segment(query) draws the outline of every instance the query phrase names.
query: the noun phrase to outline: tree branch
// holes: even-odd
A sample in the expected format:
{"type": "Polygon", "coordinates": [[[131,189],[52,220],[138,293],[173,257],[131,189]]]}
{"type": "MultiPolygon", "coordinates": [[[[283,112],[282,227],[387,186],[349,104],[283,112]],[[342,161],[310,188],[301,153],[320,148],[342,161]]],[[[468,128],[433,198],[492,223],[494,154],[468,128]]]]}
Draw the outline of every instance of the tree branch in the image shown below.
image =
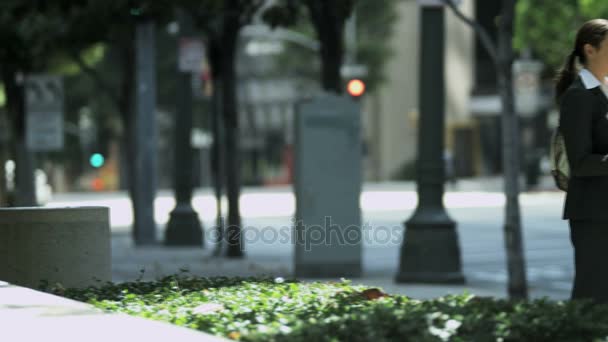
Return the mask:
{"type": "Polygon", "coordinates": [[[89,77],[91,77],[93,82],[95,82],[95,84],[97,84],[97,86],[106,93],[106,95],[110,98],[110,101],[114,104],[116,109],[120,112],[121,108],[120,108],[120,101],[118,99],[118,96],[113,92],[112,87],[110,87],[110,85],[108,83],[106,83],[101,78],[101,76],[99,76],[99,73],[97,72],[97,70],[95,70],[92,67],[90,67],[89,65],[87,65],[87,63],[84,62],[84,60],[82,59],[82,56],[78,52],[70,50],[69,55],[72,58],[72,60],[74,62],[76,62],[78,67],[82,71],[84,71],[87,75],[89,75],[89,77]]]}
{"type": "Polygon", "coordinates": [[[239,3],[239,14],[240,21],[239,24],[241,27],[248,25],[251,23],[251,20],[257,13],[257,11],[264,5],[264,1],[260,0],[247,0],[239,3]]]}
{"type": "Polygon", "coordinates": [[[456,6],[453,0],[441,0],[444,4],[448,5],[452,12],[462,20],[465,24],[469,25],[473,28],[473,31],[477,35],[477,38],[481,42],[481,45],[486,49],[490,58],[492,58],[492,62],[495,65],[498,65],[498,48],[496,47],[496,43],[490,37],[488,31],[481,26],[476,20],[467,17],[459,8],[456,6]]]}

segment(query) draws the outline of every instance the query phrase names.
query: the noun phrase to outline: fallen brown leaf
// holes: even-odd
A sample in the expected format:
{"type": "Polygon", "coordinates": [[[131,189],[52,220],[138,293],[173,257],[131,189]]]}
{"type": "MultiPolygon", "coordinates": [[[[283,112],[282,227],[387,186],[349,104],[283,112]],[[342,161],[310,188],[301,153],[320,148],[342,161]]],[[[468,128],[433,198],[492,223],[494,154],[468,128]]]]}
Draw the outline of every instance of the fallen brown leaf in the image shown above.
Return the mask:
{"type": "Polygon", "coordinates": [[[231,340],[239,340],[241,338],[241,333],[239,333],[238,331],[233,331],[228,334],[228,338],[231,340]]]}
{"type": "Polygon", "coordinates": [[[367,289],[361,292],[361,295],[367,300],[375,300],[382,297],[390,297],[388,294],[380,291],[379,289],[367,289]]]}

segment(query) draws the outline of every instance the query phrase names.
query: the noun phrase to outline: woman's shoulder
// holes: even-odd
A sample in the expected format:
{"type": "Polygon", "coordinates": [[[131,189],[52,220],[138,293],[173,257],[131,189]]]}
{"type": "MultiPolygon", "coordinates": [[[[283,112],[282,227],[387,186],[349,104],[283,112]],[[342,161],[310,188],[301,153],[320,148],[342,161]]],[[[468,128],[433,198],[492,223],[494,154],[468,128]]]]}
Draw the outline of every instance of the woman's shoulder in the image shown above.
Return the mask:
{"type": "Polygon", "coordinates": [[[572,101],[577,99],[582,101],[593,99],[593,93],[585,88],[580,78],[576,78],[568,89],[566,89],[561,96],[560,102],[563,103],[564,101],[572,101]]]}

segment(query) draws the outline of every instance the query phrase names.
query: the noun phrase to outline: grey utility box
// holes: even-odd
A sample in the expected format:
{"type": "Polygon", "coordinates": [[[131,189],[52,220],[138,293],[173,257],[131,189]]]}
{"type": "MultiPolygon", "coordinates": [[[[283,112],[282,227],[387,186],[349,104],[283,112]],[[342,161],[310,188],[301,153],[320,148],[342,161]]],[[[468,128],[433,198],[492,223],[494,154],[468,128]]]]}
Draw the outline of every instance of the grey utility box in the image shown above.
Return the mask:
{"type": "Polygon", "coordinates": [[[323,95],[295,122],[296,277],[361,275],[359,103],[323,95]]]}

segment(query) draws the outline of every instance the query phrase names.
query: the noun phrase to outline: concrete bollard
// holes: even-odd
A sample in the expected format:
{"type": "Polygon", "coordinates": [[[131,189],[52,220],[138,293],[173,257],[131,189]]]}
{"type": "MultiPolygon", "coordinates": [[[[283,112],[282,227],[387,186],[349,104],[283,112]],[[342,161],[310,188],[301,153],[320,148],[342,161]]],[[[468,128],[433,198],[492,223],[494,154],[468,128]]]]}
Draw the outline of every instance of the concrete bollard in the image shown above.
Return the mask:
{"type": "Polygon", "coordinates": [[[0,208],[0,280],[30,288],[111,281],[109,209],[0,208]]]}

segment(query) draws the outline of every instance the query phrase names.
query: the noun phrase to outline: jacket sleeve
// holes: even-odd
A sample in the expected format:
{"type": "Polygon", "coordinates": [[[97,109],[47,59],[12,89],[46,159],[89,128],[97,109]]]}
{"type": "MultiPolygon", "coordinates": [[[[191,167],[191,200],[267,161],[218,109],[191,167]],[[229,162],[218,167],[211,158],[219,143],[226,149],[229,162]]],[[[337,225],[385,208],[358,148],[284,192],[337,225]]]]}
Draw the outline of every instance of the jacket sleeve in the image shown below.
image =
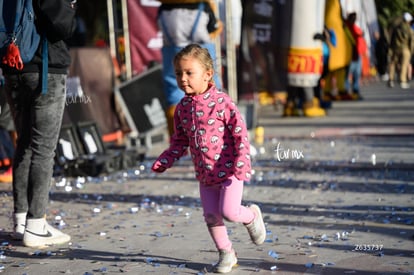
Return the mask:
{"type": "Polygon", "coordinates": [[[182,157],[189,146],[188,137],[184,133],[180,123],[181,121],[177,115],[176,109],[174,114],[174,125],[177,125],[178,127],[175,127],[174,129],[174,134],[170,140],[170,147],[157,158],[157,160],[159,160],[166,168],[170,168],[176,160],[182,157]]]}
{"type": "MultiPolygon", "coordinates": [[[[236,104],[228,98],[227,108],[225,109],[226,125],[231,133],[234,142],[235,163],[244,163],[244,167],[251,167],[250,163],[250,142],[247,133],[246,123],[237,108],[236,104]]],[[[235,166],[236,169],[238,165],[235,166]]],[[[237,175],[238,173],[235,173],[237,175]]]]}

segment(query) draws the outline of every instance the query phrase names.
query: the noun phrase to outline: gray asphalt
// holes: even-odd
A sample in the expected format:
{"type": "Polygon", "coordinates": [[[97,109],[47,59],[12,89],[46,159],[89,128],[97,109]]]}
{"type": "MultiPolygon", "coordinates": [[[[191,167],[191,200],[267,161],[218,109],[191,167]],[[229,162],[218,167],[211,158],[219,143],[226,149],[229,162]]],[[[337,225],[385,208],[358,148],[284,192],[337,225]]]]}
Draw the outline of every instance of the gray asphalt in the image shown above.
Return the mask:
{"type": "MultiPolygon", "coordinates": [[[[260,205],[268,235],[255,246],[242,225],[227,224],[239,260],[231,274],[414,273],[414,89],[372,81],[361,93],[321,118],[258,108],[265,142],[254,145],[243,203],[260,205]]],[[[47,219],[72,236],[67,245],[11,240],[11,186],[1,184],[0,273],[212,272],[218,254],[190,160],[150,172],[165,146],[128,171],[55,179],[47,219]]]]}

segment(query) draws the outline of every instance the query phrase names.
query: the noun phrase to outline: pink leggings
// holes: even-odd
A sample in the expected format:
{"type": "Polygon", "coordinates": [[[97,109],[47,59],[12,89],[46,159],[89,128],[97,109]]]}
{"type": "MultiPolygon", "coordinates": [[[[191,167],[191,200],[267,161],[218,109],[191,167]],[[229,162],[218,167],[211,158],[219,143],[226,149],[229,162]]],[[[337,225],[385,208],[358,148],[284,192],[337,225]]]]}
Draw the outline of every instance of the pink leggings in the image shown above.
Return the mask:
{"type": "Polygon", "coordinates": [[[224,225],[229,222],[250,223],[254,212],[242,206],[243,181],[232,176],[220,184],[200,184],[200,198],[204,220],[218,250],[231,251],[232,244],[224,225]]]}

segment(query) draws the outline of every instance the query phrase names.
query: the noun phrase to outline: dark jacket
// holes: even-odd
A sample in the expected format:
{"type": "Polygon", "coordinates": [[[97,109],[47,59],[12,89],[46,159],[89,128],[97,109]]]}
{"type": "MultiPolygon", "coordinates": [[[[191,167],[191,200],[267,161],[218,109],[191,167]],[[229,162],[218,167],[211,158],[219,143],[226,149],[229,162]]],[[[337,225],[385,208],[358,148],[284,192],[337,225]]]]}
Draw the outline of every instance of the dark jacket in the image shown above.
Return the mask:
{"type": "MultiPolygon", "coordinates": [[[[63,22],[69,25],[64,33],[55,34],[53,33],[50,17],[48,17],[48,11],[54,10],[59,13],[58,10],[64,12],[63,5],[56,7],[56,3],[63,2],[65,5],[70,5],[71,0],[33,0],[33,9],[35,12],[36,20],[35,24],[40,34],[46,34],[47,45],[48,45],[48,72],[57,74],[66,74],[71,62],[69,48],[64,42],[64,39],[70,38],[76,28],[76,21],[74,13],[68,14],[67,22],[63,22]],[[72,26],[71,26],[72,24],[72,26]]],[[[59,22],[62,23],[62,22],[59,22]]],[[[25,63],[23,70],[18,71],[8,66],[2,66],[4,74],[15,74],[15,73],[28,73],[28,72],[41,72],[42,71],[42,49],[43,49],[43,38],[40,40],[39,47],[36,51],[35,56],[29,63],[25,63]]]]}
{"type": "Polygon", "coordinates": [[[394,27],[391,33],[390,47],[395,52],[401,52],[403,49],[411,51],[414,48],[414,37],[410,23],[403,20],[394,27]]]}

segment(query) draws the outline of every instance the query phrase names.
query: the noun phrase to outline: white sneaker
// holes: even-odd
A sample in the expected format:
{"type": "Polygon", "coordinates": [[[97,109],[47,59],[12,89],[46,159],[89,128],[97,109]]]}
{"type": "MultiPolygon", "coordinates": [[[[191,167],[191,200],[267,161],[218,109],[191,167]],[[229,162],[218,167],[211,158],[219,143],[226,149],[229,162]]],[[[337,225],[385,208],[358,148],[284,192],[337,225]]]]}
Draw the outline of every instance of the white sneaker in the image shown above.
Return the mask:
{"type": "Polygon", "coordinates": [[[259,206],[252,204],[249,208],[254,212],[255,218],[249,223],[245,224],[247,232],[249,232],[250,239],[257,245],[262,244],[266,239],[266,227],[262,217],[262,211],[259,206]]]}
{"type": "Polygon", "coordinates": [[[64,244],[70,236],[50,226],[45,218],[28,219],[23,235],[23,244],[28,247],[47,247],[64,244]]]}
{"type": "Polygon", "coordinates": [[[26,213],[13,214],[13,233],[14,240],[23,240],[24,228],[26,226],[26,213]]]}
{"type": "Polygon", "coordinates": [[[390,76],[388,74],[381,75],[381,80],[382,81],[388,81],[389,79],[390,79],[390,76]]]}
{"type": "Polygon", "coordinates": [[[401,89],[410,89],[410,84],[408,84],[407,82],[401,82],[400,86],[401,89]]]}
{"type": "Polygon", "coordinates": [[[220,250],[219,261],[215,266],[216,273],[229,273],[231,269],[237,264],[236,252],[220,250]]]}

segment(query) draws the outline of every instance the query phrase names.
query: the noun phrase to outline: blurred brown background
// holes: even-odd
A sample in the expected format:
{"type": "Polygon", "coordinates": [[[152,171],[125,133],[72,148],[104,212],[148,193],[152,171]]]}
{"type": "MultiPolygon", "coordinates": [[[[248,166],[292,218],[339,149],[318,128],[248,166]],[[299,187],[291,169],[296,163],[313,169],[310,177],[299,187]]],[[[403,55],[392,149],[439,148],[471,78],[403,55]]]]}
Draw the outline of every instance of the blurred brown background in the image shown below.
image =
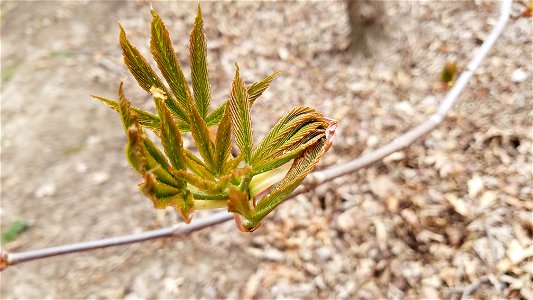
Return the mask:
{"type": "MultiPolygon", "coordinates": [[[[185,239],[29,262],[1,298],[532,297],[531,19],[524,3],[445,123],[382,163],[281,205],[252,234],[231,222],[185,239]]],[[[92,100],[120,80],[117,21],[148,56],[142,1],[1,4],[1,228],[17,252],[174,224],[137,190],[118,115],[92,100]]],[[[196,2],[154,2],[186,74],[196,2]]],[[[372,151],[434,112],[447,61],[463,70],[498,4],[383,3],[383,31],[350,48],[343,1],[205,2],[212,102],[234,63],[247,82],[282,74],[253,108],[254,134],[294,105],[337,118],[321,168],[372,151]]],[[[197,215],[196,217],[201,217],[197,215]]]]}

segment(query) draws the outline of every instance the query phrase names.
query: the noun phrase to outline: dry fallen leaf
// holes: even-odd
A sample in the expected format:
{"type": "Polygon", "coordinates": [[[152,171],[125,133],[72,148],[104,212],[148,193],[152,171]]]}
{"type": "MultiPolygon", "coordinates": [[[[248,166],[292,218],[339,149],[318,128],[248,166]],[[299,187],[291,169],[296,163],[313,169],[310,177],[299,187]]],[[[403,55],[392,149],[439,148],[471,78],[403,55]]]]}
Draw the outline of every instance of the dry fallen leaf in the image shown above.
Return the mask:
{"type": "Polygon", "coordinates": [[[498,192],[495,191],[486,191],[481,195],[479,198],[479,204],[478,209],[483,210],[485,208],[489,208],[496,202],[496,199],[498,198],[498,192]]]}
{"type": "Polygon", "coordinates": [[[444,198],[452,205],[453,209],[460,215],[469,217],[472,213],[472,208],[463,199],[458,198],[455,194],[446,194],[444,198]]]}
{"type": "Polygon", "coordinates": [[[479,192],[481,192],[481,190],[483,190],[483,187],[483,179],[478,174],[475,174],[474,177],[468,181],[468,196],[474,198],[479,192]]]}
{"type": "Polygon", "coordinates": [[[512,240],[509,243],[506,254],[513,264],[518,264],[524,259],[533,256],[533,245],[524,248],[518,240],[512,240]]]}

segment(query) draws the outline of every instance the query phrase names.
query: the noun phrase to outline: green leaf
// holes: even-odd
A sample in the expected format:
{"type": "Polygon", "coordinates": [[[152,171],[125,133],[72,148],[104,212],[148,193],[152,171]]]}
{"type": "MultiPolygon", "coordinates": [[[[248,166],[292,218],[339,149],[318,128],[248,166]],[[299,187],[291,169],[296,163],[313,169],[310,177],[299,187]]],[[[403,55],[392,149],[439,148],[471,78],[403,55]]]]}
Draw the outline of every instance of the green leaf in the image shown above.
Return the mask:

§ §

-- Your assignment --
Search the entries for the string "tree" and collect each line that has it.

-- Exercise output --
query: the noun phrase to outline: tree branch
Draw the outline of every instance of the tree branch in the image shown below.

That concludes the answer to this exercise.